Stored data entries
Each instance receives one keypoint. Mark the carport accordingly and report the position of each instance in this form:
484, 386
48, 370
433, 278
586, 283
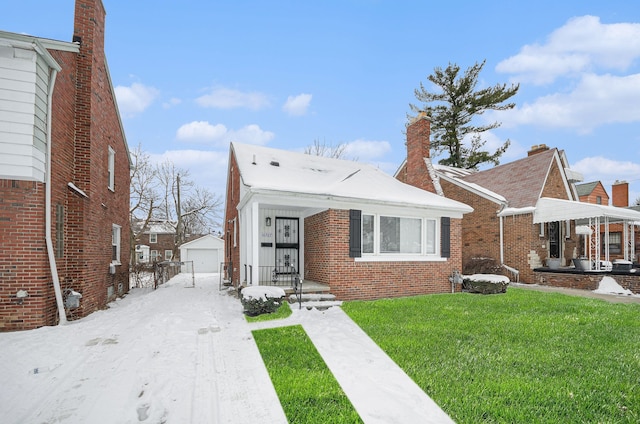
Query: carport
594, 217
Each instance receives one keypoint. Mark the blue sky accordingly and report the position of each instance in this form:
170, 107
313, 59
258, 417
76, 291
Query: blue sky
193, 75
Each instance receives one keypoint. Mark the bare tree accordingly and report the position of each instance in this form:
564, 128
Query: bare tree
194, 210
165, 192
144, 198
321, 148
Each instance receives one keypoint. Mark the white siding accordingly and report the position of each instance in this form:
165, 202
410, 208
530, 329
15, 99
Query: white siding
24, 79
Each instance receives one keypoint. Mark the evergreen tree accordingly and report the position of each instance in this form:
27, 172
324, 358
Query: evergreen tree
453, 110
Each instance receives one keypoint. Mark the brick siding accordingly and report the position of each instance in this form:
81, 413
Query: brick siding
327, 261
85, 123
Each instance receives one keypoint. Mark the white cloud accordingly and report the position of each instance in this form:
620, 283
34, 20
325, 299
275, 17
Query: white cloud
172, 102
367, 150
203, 131
596, 100
134, 99
582, 44
297, 105
607, 171
226, 98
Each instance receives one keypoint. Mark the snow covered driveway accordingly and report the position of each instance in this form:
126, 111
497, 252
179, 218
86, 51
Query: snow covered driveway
170, 355
184, 354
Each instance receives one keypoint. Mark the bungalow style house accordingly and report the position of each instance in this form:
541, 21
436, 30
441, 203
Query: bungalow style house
341, 223
503, 199
64, 177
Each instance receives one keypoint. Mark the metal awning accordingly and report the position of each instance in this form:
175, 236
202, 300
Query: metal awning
598, 218
550, 210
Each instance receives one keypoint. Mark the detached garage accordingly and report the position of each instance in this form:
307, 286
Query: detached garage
206, 253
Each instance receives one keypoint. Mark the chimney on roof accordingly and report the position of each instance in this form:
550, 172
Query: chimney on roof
537, 148
418, 146
620, 194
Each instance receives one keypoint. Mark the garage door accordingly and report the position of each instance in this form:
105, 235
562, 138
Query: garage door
204, 260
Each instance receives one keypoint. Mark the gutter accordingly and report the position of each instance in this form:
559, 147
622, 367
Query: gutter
47, 214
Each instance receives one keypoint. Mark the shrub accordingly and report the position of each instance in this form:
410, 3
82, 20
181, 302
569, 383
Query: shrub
258, 300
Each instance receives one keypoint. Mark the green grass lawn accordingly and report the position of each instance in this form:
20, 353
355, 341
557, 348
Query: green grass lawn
519, 357
308, 391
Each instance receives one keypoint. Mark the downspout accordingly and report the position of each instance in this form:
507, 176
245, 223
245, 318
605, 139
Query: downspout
501, 240
52, 259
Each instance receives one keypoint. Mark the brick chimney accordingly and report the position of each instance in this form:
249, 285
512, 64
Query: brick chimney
88, 31
537, 148
418, 145
620, 194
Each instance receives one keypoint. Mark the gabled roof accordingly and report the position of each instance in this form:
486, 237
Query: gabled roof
586, 188
271, 171
207, 241
520, 182
158, 227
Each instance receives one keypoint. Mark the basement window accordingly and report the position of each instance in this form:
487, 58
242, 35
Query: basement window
115, 244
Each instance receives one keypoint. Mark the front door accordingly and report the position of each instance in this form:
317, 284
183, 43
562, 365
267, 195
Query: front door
554, 239
287, 245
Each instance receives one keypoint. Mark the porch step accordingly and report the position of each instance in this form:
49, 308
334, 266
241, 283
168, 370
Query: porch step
309, 287
321, 304
306, 297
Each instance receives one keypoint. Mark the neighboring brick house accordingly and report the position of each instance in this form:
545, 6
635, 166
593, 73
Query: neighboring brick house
341, 223
64, 176
594, 192
500, 228
157, 242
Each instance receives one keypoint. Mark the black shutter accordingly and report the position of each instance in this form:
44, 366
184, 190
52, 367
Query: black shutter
355, 233
445, 237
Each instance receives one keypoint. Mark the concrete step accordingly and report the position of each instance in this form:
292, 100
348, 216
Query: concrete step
312, 296
321, 304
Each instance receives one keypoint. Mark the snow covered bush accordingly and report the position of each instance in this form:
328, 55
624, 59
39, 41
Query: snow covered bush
259, 300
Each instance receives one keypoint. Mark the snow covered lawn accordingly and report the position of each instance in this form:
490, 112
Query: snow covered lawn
182, 354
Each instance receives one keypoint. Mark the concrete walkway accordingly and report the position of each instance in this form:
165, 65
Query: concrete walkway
379, 389
613, 298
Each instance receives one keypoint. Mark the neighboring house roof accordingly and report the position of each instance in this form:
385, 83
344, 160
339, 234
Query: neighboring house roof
548, 210
519, 183
161, 227
586, 189
156, 227
270, 171
207, 241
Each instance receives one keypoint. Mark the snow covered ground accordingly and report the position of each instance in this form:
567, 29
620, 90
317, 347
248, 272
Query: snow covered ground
184, 354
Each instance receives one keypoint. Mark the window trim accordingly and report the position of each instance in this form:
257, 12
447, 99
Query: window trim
377, 256
116, 240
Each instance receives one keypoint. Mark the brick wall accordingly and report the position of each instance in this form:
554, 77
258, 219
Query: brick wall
327, 261
232, 249
85, 123
524, 248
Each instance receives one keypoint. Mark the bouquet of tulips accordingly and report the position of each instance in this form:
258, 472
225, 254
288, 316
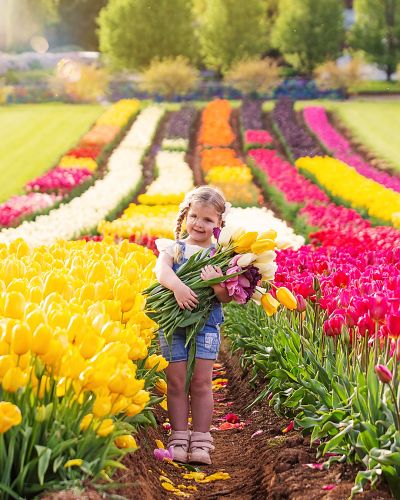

What you will do:
In the part of the items that opens with the line containing "covered ground accordingly" and runs through the end of the items, change "brick wall" to "stone wall" and leave everything else as it is. Give that part again with the pictures left out.

Expected output:
Each instance receives one keypoint. Mark the snow covered ground accordingly and report the position of each instance in this form:
567, 29
620, 90
317, 347
248, 272
Query: snow covered ground
184, 354
Each instance receives one keypoint. Mark the window trim accordingly and report the position of each instance in this form:
257, 12
447, 99
Query: window trim
377, 256
116, 240
Each instance receives one keypoint. Mark the stone wall accordingly and report the position of each instance in this form:
554, 77
258, 219
Query: stone wall
327, 261
232, 249
85, 123
524, 248
Each instance receives one keypoint. Mark the bouquet of tulips accordingly and report the position of each instance in this form:
258, 472
225, 254
288, 316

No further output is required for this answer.